**TASK OBJECTIVE:** From the passage on Python and JavaScript speed, return word for word the stretch that begins at "Making meaningful benchmarks" and stops after "of the ranking.".

**SOURCE PASSAGE:**
= = =

In Sciter I've made a test by implementing pretty much full jQurey core natively. On practical tasks like ScIDE (IDE made of HTML/CSS/Script) I believe such solution works significantly better then any VM optimizations.
As other people have mentioned, Python has a performant JIT compiler in the form of PyPy.
Making meaningful benchmarks is always subtle, but I happen to have a simple benchmark of K-means written in different languages - you can find it here. One of the constraints was that the various languages should all implement the same algorithm and should strive to be simple and idiomatic (as opposed to optimized for speed). I have written all the implementations, so I know I have not cheated, although I cannot claim for all languages that what I have written is idiomatic (I only have a passing knowledge of some of those).
I do not claim any definitive conclusion, but PyPy was among the fastest implementations I got, far better than Node. CPython, instead, was at the slowest end of the ranking.
The statement is not exactly true
Just like V8 is just an implementation for JS, CPython is just one implementation for Python. Pypy has performances matching V8's.
Also, there the problem of perceived performance : since V8 is natively non blocking, Web dev leads to more performant projects because you save the IO wait. And V8 is mainly used for dev Web where IO is key, so they compare it to similar projects. But you can use Python in many, many other areas than web dev. And you can even use C extensions for a lot of tasks, such as scientific computations or encryption, and crunch data with blazing perfs.

= = =

**ENTRIES PROVIDED:**
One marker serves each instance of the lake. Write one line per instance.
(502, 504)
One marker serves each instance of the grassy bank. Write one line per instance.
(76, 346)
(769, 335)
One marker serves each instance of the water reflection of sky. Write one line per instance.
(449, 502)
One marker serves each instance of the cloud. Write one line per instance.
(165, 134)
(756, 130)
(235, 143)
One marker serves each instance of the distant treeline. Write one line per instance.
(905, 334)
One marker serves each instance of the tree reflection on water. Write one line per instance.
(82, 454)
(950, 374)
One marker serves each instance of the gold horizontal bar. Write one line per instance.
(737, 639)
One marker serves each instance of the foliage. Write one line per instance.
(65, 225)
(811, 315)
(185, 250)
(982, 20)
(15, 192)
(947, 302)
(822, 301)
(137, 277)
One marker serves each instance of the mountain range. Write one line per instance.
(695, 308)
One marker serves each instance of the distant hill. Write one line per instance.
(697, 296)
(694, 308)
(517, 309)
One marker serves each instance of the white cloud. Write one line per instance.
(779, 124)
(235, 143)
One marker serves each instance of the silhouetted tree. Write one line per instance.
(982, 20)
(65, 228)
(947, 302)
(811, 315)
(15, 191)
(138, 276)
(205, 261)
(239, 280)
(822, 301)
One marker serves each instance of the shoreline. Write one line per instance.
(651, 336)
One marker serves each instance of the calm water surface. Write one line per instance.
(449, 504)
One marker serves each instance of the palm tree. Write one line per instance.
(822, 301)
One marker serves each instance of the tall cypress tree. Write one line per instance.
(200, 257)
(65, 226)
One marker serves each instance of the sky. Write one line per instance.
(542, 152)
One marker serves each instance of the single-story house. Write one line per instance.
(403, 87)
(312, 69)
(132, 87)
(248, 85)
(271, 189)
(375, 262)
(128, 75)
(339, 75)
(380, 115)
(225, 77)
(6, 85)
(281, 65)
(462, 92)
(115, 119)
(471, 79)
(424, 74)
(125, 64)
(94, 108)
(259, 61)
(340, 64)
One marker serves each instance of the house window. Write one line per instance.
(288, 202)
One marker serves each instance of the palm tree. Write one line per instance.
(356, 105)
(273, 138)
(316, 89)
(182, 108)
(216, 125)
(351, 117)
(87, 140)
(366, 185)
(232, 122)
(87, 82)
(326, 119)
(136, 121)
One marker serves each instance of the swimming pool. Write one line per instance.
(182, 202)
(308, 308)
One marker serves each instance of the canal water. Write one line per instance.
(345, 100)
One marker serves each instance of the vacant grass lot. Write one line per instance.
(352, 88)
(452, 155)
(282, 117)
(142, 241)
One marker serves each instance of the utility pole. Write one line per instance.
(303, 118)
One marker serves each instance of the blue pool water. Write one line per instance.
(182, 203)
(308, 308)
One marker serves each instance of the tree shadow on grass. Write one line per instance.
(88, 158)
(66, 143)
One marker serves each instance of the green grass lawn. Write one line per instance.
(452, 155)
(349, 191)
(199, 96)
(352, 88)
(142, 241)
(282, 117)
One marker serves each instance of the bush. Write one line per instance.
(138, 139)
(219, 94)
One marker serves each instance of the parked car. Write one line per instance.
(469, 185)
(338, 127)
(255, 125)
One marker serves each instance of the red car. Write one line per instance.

= = =

**SOLUTION TO THIS EXERCISE:**
Making meaningful benchmarks is always subtle, but I happen to have a simple benchmark of K-means written in different languages - you can find it here. One of the constraints was that the various languages should all implement the same algorithm and should strive to be simple and idiomatic (as opposed to optimized for speed). I have written all the implementations, so I know I have not cheated, although I cannot claim for all languages that what I have written is idiomatic (I only have a passing knowledge of some of those).
I do not claim any definitive conclusion, but PyPy was among the fastest implementations I got, far better than Node. CPython, instead, was at the slowest end of the ranking.